### [RECORD EXTRACTS]
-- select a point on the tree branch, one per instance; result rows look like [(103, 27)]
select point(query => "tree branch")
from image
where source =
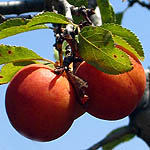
[(142, 3), (19, 7)]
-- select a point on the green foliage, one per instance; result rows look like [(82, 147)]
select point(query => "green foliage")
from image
[(48, 17), (125, 38), (96, 46), (107, 12), (10, 54), (117, 141), (78, 2), (119, 17), (16, 26), (10, 69)]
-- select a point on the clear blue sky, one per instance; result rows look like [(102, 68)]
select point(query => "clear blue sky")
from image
[(86, 130)]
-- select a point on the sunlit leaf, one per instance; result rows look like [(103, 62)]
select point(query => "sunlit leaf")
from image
[(48, 17), (10, 54), (125, 38), (107, 12), (9, 70), (96, 46)]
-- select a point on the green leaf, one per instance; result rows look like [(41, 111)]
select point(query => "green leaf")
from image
[(96, 47), (19, 29), (79, 3), (125, 38), (48, 17), (13, 22), (10, 69), (107, 12), (118, 141), (16, 26), (9, 54), (119, 17)]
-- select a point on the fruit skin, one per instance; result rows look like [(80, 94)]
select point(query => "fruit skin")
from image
[(113, 97), (40, 104)]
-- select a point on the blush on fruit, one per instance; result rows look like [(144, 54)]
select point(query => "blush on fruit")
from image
[(40, 104), (113, 97)]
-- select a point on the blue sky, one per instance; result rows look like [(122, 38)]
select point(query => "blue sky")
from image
[(86, 130)]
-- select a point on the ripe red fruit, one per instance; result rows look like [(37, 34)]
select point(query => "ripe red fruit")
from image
[(113, 97), (40, 104)]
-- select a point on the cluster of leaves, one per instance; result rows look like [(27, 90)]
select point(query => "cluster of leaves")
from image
[(97, 49), (96, 44)]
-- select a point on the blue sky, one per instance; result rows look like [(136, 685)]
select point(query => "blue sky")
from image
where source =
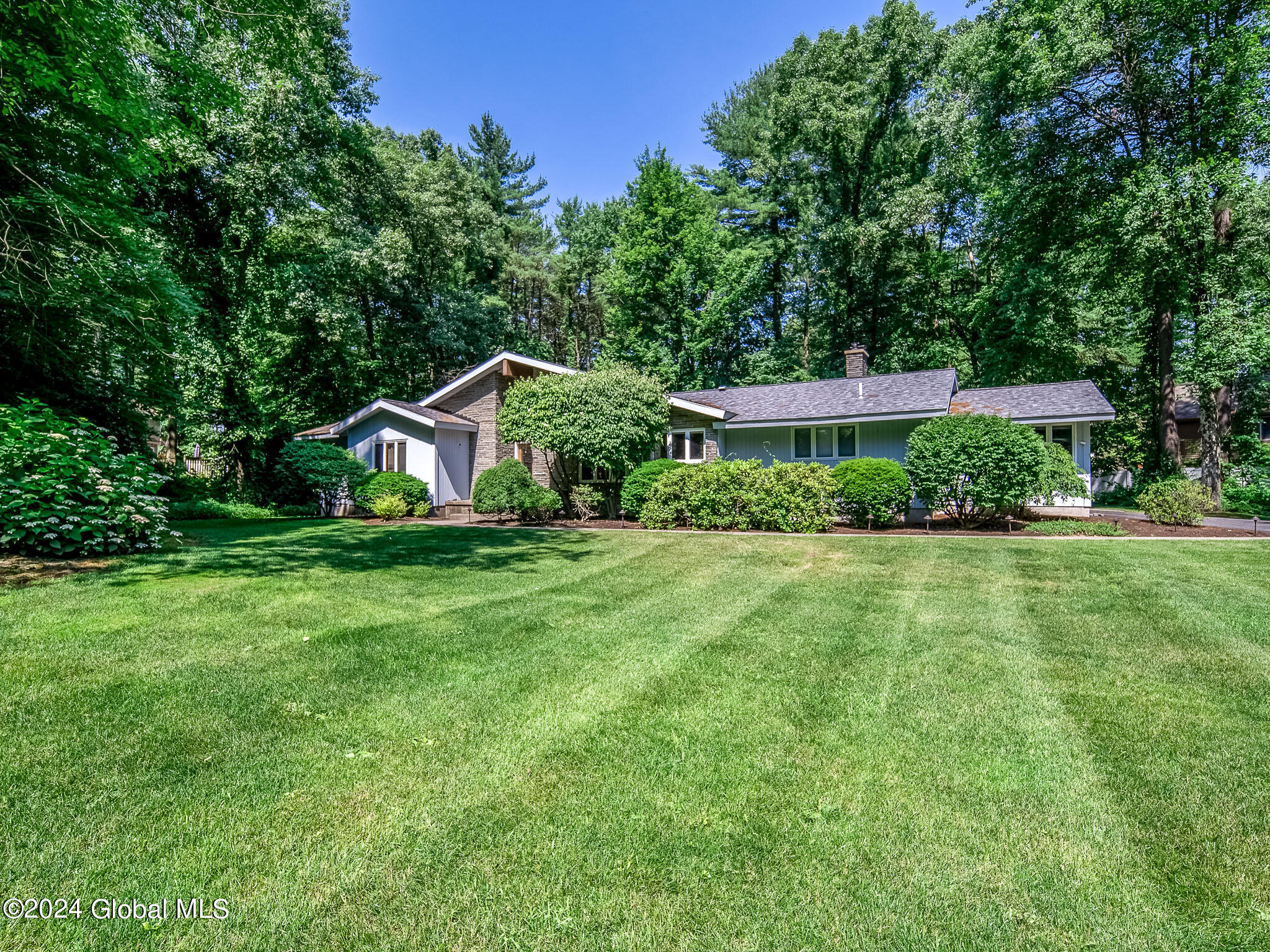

### [THE PROBLEM]
Please recast all the records above as a numbered list with one line per item. Skip any blank lines and leave out the pictures.

### [EXPECTED ANSWER]
1. -- select a point on the tree branch, one per instance; result rows look like [(103, 27)]
2. select point(query => "tree branch")
3. from image
4. where source =
5. [(142, 3), (19, 7)]
6. -- select a point on the green foliage, one per instance; result rows look like [(82, 147)]
7. select point(query => "green foliage")
8. from image
9. [(48, 17), (125, 38), (96, 46), (107, 12), (10, 54), (117, 141), (78, 2), (119, 17), (16, 26), (10, 69)]
10. -- select a point on the clear blue sky, one per instance; result rows look like [(102, 68)]
11. select point(query => "clear blue sky")
12. from image
13. [(86, 130)]
14. -- select a point on the sunlit leaf, one per instance; result rows look like [(103, 62)]
15. select point(query => "sunlit leaf")
16. from image
17. [(48, 17), (10, 54), (125, 38), (107, 12), (9, 70), (96, 46)]
18. -- select a point on the green leaf, one per instance; result rows look like [(41, 111)]
19. select point(query => "green leaf")
20. from image
21. [(96, 47), (19, 29), (79, 3), (125, 38), (48, 17), (13, 22), (10, 69), (107, 12), (118, 141), (16, 26), (9, 54), (119, 17)]
22. -- select a point on the fruit skin, one per instance; result rows look like [(80, 94)]
23. select point(query => "fruit skin")
24. from image
25. [(113, 97), (40, 104)]
26. -- select a point on the blush on fruit, one per instance; result rows look like [(144, 54)]
27. select point(query => "blush on fruit")
28. from image
29. [(40, 104), (113, 97)]
30. -- select a point on the blue sky, one per instance; result rows look like [(122, 38)]
31. select point(query => "blue sky")
32. from image
33. [(86, 130)]
34. -- select a point on the ripe red fruit, one per instance; result rows look like [(37, 34)]
35. select point(query => "ripe red fruit")
36. from image
37. [(113, 97), (40, 104)]
38. -- select a point on the cluster of leaves, one per instance; result rows look like [(27, 90)]
39. select point(query => "cluster of leaves")
40. from image
41. [(97, 49), (96, 44)]
42. -- select a point on the blue sky, one per instance; result rows look like [(136, 685)]
43. select point(query => "blue sky")
44. from image
45. where source =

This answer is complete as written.